| DESCRIPTION OF THE TASK |
Write each line exactly as it stands, from the line containing "Practice. Find the green" through the end of the data.

· · · · · · ·

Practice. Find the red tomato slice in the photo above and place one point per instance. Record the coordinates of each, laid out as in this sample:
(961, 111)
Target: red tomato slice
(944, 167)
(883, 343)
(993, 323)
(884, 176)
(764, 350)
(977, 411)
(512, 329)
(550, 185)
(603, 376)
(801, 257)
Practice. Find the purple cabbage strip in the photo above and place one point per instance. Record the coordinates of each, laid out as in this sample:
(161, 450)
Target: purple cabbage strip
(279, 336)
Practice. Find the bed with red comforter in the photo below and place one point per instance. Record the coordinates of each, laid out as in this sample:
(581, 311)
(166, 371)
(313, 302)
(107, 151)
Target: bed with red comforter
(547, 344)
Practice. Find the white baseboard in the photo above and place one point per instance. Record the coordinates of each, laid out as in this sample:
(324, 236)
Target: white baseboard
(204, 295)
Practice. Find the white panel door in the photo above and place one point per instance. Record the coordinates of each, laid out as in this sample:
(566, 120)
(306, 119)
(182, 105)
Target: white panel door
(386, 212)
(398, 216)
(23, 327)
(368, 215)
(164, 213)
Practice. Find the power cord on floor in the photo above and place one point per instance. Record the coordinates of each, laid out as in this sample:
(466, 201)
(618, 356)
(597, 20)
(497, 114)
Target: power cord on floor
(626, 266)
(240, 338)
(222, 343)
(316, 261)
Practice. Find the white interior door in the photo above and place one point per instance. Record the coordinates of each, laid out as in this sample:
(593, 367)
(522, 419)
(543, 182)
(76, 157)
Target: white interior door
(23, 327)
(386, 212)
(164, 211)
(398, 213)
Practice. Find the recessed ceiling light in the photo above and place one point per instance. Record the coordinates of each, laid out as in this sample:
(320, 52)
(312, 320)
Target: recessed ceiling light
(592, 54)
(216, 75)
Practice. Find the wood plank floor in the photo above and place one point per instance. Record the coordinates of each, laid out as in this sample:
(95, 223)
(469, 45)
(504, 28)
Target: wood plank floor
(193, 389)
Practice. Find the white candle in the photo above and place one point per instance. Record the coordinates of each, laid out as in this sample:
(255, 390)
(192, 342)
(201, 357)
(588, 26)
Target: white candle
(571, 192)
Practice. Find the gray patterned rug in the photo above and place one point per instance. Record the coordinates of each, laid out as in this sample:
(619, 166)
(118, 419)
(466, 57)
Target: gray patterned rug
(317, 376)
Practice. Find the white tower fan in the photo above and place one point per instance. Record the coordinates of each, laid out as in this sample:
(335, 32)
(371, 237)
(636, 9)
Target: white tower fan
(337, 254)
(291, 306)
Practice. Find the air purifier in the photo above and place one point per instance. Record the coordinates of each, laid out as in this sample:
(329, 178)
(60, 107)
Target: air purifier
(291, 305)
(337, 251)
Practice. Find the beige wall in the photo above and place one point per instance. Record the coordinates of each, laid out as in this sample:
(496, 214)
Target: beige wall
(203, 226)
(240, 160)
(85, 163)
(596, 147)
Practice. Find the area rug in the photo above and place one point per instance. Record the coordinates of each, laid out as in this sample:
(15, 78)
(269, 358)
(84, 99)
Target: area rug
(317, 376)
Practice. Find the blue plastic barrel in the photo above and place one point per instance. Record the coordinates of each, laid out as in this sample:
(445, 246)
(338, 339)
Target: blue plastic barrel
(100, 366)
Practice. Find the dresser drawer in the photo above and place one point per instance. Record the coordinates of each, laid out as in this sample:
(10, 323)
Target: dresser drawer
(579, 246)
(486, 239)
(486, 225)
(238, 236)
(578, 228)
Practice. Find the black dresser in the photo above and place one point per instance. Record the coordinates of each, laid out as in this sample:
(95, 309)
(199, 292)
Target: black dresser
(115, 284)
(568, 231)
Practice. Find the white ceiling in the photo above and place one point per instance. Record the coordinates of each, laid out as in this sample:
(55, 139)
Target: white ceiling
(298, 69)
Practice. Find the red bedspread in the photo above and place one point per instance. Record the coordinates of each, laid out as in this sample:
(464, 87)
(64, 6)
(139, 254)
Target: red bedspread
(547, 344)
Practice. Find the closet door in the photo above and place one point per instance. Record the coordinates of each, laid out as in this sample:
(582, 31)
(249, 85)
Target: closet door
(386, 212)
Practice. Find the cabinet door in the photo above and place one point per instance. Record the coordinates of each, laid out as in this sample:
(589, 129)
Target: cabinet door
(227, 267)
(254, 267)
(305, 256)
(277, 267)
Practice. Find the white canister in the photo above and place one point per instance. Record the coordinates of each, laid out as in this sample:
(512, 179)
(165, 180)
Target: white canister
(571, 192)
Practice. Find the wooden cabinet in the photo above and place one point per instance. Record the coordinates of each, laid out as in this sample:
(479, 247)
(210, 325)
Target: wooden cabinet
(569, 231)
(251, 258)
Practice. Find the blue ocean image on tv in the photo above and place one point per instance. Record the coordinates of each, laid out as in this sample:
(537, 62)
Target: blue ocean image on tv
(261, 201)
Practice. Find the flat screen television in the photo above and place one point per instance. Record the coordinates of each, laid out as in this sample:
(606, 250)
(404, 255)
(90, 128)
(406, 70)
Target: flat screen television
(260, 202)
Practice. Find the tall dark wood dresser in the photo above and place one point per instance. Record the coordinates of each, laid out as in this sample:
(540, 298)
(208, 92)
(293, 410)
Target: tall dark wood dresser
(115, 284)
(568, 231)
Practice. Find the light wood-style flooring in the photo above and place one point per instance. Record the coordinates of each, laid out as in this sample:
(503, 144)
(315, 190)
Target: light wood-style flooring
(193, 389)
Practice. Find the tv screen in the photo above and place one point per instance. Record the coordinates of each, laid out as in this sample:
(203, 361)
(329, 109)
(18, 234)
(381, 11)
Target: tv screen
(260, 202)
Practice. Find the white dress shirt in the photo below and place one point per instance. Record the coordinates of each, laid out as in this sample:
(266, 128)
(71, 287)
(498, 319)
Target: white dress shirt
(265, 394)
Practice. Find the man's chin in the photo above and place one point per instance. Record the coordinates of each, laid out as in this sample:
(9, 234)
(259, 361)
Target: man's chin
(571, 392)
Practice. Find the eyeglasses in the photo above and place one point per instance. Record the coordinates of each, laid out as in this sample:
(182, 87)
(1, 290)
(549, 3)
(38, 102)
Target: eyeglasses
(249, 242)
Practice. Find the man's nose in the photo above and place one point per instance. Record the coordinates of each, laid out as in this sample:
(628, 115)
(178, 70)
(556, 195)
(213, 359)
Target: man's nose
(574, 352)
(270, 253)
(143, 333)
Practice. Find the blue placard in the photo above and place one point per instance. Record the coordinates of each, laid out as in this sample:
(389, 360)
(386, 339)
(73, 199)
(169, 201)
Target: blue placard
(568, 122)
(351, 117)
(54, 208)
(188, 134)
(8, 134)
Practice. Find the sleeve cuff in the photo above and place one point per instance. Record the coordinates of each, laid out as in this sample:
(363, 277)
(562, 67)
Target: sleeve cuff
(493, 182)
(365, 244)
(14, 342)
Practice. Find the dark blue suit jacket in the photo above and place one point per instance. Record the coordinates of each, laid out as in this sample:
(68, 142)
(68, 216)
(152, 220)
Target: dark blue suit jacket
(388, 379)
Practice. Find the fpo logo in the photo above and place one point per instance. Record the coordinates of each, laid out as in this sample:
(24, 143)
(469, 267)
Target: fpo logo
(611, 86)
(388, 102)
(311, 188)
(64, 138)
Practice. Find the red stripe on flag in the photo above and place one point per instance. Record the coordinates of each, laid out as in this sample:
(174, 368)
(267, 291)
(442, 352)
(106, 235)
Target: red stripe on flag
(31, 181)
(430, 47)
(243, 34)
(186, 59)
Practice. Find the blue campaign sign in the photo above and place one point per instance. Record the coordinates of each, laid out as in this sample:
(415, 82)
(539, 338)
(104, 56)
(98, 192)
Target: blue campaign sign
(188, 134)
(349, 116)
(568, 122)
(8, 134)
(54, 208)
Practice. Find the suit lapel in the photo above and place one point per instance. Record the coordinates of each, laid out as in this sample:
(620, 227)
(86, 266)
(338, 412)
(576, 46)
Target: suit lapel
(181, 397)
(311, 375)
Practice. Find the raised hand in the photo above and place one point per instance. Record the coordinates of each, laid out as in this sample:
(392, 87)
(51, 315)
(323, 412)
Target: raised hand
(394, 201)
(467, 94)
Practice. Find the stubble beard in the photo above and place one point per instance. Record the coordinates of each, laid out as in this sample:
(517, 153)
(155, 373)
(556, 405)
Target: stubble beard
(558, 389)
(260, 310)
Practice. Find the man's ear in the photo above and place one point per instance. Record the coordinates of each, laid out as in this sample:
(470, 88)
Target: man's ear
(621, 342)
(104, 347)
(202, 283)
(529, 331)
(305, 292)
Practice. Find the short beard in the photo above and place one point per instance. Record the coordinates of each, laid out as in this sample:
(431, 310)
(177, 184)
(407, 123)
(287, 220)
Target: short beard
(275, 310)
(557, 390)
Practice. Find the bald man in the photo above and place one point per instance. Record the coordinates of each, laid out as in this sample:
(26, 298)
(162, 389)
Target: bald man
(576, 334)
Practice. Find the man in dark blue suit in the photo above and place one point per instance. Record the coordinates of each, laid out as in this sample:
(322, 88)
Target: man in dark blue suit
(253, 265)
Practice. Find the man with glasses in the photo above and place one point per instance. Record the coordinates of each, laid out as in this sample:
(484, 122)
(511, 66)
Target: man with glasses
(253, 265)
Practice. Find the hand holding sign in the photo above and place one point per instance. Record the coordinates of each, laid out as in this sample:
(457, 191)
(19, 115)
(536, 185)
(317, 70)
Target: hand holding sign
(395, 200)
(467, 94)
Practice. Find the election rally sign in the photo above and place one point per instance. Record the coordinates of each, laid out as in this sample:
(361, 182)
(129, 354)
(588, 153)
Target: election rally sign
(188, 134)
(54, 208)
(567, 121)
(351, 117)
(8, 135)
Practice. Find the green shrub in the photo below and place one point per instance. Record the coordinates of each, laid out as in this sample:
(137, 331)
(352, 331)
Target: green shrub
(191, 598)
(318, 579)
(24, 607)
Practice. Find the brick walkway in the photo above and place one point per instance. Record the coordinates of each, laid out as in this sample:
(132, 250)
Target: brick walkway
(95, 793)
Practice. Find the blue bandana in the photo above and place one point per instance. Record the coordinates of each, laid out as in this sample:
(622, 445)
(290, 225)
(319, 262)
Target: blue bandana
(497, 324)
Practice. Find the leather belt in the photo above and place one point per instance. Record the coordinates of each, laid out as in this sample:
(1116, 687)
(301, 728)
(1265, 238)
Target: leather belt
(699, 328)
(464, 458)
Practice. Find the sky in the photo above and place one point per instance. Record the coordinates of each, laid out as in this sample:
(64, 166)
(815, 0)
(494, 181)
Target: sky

· · · · · · ·

| THE ANSWER |
Practice. Find the green shrub in the photo below and place one point per instance. Record the coordinates of each, laid out as in this sample:
(137, 331)
(352, 331)
Target: green shrub
(191, 598)
(318, 579)
(24, 607)
Practice. Find the brick walkway in the photo above and place one point per instance. Record the coordinates of each, laid out as in this sample:
(132, 250)
Target: brick walkway
(95, 793)
Practice. Find the blue bandana in the photo above and place one point per instance. Record the coordinates of each, laid out as in this sample:
(622, 445)
(290, 225)
(319, 262)
Target: blue bandana
(497, 324)
Practice. Find the leather belt in the photo above and place one point per instance. Record the coordinates of each, laid out as in this sample:
(1116, 687)
(301, 728)
(1265, 238)
Target: leather belt
(699, 328)
(464, 458)
Practice. Find the sky in the photo above and place one point per instance. Record the coordinates of each, laid out as in this sample:
(64, 166)
(815, 0)
(494, 181)
Target: sky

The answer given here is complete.